- [Given entries]:

++++

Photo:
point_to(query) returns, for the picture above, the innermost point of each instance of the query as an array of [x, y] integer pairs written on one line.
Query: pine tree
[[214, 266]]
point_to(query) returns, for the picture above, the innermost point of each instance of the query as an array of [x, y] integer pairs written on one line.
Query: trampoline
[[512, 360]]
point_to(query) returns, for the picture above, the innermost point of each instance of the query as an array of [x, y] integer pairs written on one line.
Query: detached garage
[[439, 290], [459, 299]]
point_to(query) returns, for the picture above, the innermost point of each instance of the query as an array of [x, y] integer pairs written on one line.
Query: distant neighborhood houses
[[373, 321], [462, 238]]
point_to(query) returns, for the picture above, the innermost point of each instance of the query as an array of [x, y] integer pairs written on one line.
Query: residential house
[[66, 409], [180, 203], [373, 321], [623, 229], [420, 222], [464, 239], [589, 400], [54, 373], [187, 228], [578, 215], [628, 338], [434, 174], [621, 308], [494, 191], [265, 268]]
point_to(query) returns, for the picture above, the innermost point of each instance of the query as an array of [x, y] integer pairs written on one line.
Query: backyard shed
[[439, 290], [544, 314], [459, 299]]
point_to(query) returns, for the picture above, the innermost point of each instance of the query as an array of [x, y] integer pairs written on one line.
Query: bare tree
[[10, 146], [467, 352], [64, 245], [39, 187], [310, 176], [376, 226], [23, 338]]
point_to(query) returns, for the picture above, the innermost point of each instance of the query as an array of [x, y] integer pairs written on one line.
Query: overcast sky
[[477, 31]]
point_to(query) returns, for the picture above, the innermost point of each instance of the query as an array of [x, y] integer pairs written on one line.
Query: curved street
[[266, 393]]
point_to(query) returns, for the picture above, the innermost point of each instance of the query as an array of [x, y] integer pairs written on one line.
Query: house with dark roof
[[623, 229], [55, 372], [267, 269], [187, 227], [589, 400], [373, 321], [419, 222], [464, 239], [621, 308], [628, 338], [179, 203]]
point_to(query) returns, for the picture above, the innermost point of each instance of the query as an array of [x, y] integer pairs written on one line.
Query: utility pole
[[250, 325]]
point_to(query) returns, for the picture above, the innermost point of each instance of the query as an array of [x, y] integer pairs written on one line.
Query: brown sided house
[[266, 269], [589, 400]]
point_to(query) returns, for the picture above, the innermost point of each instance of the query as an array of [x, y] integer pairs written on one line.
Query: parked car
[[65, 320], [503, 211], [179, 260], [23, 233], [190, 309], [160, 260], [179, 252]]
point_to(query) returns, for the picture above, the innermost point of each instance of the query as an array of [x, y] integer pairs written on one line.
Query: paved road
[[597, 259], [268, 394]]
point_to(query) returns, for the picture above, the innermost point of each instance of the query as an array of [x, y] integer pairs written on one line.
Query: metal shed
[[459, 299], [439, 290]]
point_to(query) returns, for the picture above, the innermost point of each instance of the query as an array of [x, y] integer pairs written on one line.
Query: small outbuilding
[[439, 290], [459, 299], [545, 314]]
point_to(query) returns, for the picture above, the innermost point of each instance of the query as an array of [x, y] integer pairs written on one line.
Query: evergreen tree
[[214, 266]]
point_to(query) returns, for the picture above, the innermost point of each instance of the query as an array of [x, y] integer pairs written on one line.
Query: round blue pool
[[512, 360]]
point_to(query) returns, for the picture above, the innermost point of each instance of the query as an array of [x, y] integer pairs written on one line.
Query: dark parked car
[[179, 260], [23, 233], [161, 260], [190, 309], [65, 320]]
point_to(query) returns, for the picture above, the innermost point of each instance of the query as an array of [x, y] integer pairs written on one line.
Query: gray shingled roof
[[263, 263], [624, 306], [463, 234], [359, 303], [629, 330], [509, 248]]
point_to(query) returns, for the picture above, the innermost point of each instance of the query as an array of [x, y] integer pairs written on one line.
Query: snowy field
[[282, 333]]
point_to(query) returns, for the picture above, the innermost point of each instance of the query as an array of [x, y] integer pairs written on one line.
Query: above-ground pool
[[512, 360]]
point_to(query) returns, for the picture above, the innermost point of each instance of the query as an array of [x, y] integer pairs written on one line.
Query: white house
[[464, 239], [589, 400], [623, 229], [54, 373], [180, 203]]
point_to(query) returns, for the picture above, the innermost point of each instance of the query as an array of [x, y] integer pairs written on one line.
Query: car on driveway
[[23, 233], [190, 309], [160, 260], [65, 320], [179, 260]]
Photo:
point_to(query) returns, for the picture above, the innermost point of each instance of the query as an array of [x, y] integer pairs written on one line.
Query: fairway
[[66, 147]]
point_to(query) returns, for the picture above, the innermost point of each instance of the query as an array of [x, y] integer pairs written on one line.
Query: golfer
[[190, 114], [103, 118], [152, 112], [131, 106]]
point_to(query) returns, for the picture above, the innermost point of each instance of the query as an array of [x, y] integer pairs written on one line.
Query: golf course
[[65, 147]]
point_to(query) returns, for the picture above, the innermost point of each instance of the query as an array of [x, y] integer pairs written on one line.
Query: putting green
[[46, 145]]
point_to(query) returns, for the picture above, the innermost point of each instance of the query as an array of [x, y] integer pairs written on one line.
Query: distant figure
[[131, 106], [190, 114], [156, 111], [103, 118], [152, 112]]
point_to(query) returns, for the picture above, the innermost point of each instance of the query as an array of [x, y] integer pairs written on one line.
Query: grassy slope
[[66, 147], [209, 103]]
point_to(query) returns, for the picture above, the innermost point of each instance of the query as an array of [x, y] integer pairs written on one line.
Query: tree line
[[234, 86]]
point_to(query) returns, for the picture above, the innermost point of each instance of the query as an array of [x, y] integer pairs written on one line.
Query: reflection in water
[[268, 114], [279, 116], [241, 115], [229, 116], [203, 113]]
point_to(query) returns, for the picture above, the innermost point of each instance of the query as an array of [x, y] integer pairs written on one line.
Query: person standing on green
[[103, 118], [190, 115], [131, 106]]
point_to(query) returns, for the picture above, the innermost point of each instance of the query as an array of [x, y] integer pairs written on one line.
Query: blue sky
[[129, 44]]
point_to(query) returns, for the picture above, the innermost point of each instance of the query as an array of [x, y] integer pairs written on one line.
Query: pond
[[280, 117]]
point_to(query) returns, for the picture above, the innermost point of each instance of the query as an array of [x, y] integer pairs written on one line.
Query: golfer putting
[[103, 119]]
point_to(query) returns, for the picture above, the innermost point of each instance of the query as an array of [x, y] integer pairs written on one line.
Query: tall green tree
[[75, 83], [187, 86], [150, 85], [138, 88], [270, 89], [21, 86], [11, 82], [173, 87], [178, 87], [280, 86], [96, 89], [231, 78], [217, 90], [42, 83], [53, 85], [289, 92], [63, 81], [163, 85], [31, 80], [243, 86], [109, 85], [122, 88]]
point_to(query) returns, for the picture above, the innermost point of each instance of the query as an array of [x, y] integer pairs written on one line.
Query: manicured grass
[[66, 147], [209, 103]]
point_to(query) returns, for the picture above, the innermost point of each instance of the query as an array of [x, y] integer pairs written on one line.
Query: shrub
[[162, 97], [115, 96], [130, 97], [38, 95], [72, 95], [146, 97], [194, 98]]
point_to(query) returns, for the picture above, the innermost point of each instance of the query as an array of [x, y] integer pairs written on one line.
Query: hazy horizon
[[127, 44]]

++++

- [Exercise details]: Your task is to transcribe the material exactly.

- [Result for this exercise]:
Photo:
point_to(query) returns, for the picture above, the innermost point of each instance of the query as an array of [x, y] integer pairs written on one line.
Query: pine tree
[[214, 266]]
point_to(query) returns, for the picture above, the innermost point of each instance of the query as an array of [x, y] integer pairs written on one line.
Query: trampoline
[[512, 360]]
point_to(query) returns, for the picture above, the innermost point of each instance of the query as an array of [x, y] integer pairs written on one line.
Query: detached garage
[[439, 290], [459, 299]]
point_to(query) returns, for the picture above, the innermost point of each instance of the query as an array of [x, y] integer pairs written on one line.
Query: distant neighborhood houses
[[373, 321], [462, 238]]
point_to(query) returns, for the picture above, the innermost point of each instance of the query as an array of [x, y] integer pairs written on one line.
Query: residential house
[[66, 409], [180, 203], [373, 321], [623, 229], [420, 222], [464, 239], [589, 400], [54, 373], [187, 228], [578, 215], [628, 338], [434, 174], [621, 308], [494, 191], [265, 268]]
point_to(query) returns, for the picture above, the innermost point of each instance of the query as an array of [x, y] integer pairs written on one line.
Query: backyard shed
[[439, 290], [544, 314], [459, 299]]
point_to(query) returns, for the picture above, the innermost point of each instance of the query as an array of [x, y] integer pairs written on one line.
Query: bare tree
[[10, 146], [467, 352], [64, 245], [39, 187], [310, 176], [376, 226], [23, 338]]
point_to(query) returns, for the picture above, the innermost point of each instance of the query as an array of [x, y] integer pairs written on one line.
Query: overcast sky
[[477, 31]]
point_to(query) returns, for the picture above, the innermost point of each instance of the query as an array of [x, y] integer pairs written on one line.
Query: curved street
[[266, 393]]
point_to(query) returns, for the picture above, the innermost point of each instance of the query as an array of [x, y] integer pairs written on one line.
Query: house with dark roof
[[623, 229], [55, 372], [267, 269], [187, 227], [589, 400], [373, 321], [419, 222], [464, 239], [621, 308], [628, 338], [179, 203]]
point_to(query) returns, for the picture above, the innermost point of each instance of the query as an array of [x, y] integer pairs written on one line.
Query: utility pole
[[250, 325]]
point_to(query) returns, for the picture above, the innermost point of each instance of the query as an array of [x, y] integer pairs written on one line.
Query: brown sided house
[[266, 269], [589, 400]]
point_to(query) returns, for the picture above, the innermost point of each instance of the query as an array of [x, y] integer pairs written on one line.
Query: parked car
[[65, 320], [503, 211], [179, 260], [23, 233], [190, 309], [160, 260], [179, 252]]
point_to(query) returns, for the picture above, the innermost point of each instance of the query as an array of [x, y] integer pairs written on one line.
Query: paved road
[[597, 259], [268, 394]]
point_to(query) returns, for the picture above, the innermost point of each instance of the query as an array of [x, y] integer pairs written on one line.
Query: metal shed
[[459, 299], [439, 290]]
point_to(query) returns, for the picture above, the innermost point of each instance of the query as an array of [x, y] integer pairs written on one line.
Query: small outbuilding
[[439, 290], [459, 299], [545, 314]]
point_to(query) returns, for the picture above, the innermost point of each instance of the query as an array of [x, y] integer pairs written on one line.
Query: evergreen tree
[[214, 266]]
point_to(query) returns, for the picture above, the innermost point of each instance of the query as an array of [x, y] integer pairs written on one line.
Query: round blue pool
[[512, 360]]
point_to(query) returns, for the picture above, the innermost point of each instance of the query as an array of [x, y] integer pairs written on one line.
Query: dark parked car
[[179, 260], [23, 233], [161, 260], [190, 309], [65, 320]]
point_to(query) returns, for the picture above, the innermost point of each instance of the query as an array of [x, y] integer pairs written on one line.
Query: gray shingled roof
[[263, 263], [624, 306], [463, 234], [359, 303], [629, 330], [509, 248]]
point_to(query) returns, for the picture above, the innermost point of each instance of the query as an array of [x, y] integer pairs written on one line.
Query: snowy field
[[282, 333]]
point_to(query) returns, for the picture above, the innermost point of each instance of the query as an array of [x, y] integer pairs written on one line.
Query: above-ground pool
[[512, 360]]
point_to(query) returns, for the picture above, the innermost point of each instance of the query as an array of [x, y] integer pairs written on one line.
Query: white house
[[464, 239], [589, 400], [623, 229], [54, 373], [180, 203]]
point_to(query) returns, for the picture above, the innermost point of each instance of the query as an array of [x, y] integer pairs written on one line.
Query: car on driveway
[[23, 233], [190, 309], [160, 260], [65, 320], [179, 260]]
Photo:
point_to(query) returns, for the picture above, the innermost point of each instance of the query as an array of [x, y] integer pairs written on one line.
Query: fairway
[[66, 147]]
point_to(query) returns, for the picture above, the innermost point of each instance of the query as an array of [x, y] integer pairs written on one line.
Query: golfer
[[190, 114], [103, 118], [152, 112], [131, 106]]
point_to(query) returns, for the picture above, the innermost point of each instance of the query as an array of [x, y] integer pairs written on one line.
Query: golf course
[[65, 147]]
point_to(query) returns, for the picture above, the innermost point of each instance of the query as an array of [x, y] integer pairs written on one line.
Query: putting green
[[46, 145]]
point_to(query) returns, for the picture above, the innermost point of each instance of the query as an array of [x, y] integer pairs written on one line.
Query: distant figure
[[131, 106], [190, 114], [156, 111], [103, 118], [152, 112]]
point_to(query) returns, for the picture above, the innermost point of each instance of the query as an array of [x, y] integer pairs written on one line.
Query: grassy slope
[[66, 147], [209, 103]]
point_to(query) returns, for the picture above, the innermost point of each instance of the query as an array of [x, y] integer pairs written on one line.
Query: tree line
[[234, 86]]
point_to(query) returns, for the picture above, the innermost point of each instance of the query as an array of [x, y] integer pairs written on one line.
Query: reflection in water
[[268, 114], [279, 116], [241, 115], [229, 116], [203, 113]]
point_to(query) returns, for the picture above, the innermost point of each instance of the query as an array of [x, y] integer pairs written on one line.
Query: person standing on green
[[103, 118], [190, 115], [131, 106]]
point_to(query) returns, for the picture above, the innermost point of each instance of the query as an array of [x, y] integer pairs written on one line.
Query: blue sky
[[129, 44]]
point_to(query) returns, for the picture above, the innermost point of each instance of the query as an array of [x, y] integer pairs written on one line.
Query: pond
[[280, 117]]
point_to(query) returns, for the picture above, the innermost point of each instance of the query as an array of [x, y] integer pairs written on one line.
Query: golfer putting
[[103, 119]]
point_to(query) returns, for the picture above, the innermost point of each instance of the query as an array of [x, y] integer pairs written on one line.
Query: tall green tree
[[75, 83], [187, 86], [150, 85], [138, 88], [270, 89], [21, 86], [11, 82], [173, 87], [178, 87], [280, 86], [96, 89], [231, 78], [217, 90], [42, 83], [53, 85], [289, 92], [63, 81], [163, 85], [31, 80], [243, 86], [109, 85], [122, 88]]
point_to(query) returns, for the picture above, the innermost point of each instance of the query as an array of [x, y] integer pairs written on one line.
Query: manicured grass
[[66, 147], [209, 103]]
point_to(query) returns, for the picture above, the innermost point of each instance of the query as an array of [x, y] integer pairs written on one line.
Query: shrub
[[162, 97], [115, 96], [130, 97], [38, 95], [72, 95], [146, 97], [194, 98]]
point_to(query) returns, for the picture above, the innermost point of each instance of the query as an array of [x, y] integer pairs written on one line.
Query: hazy horizon
[[127, 44]]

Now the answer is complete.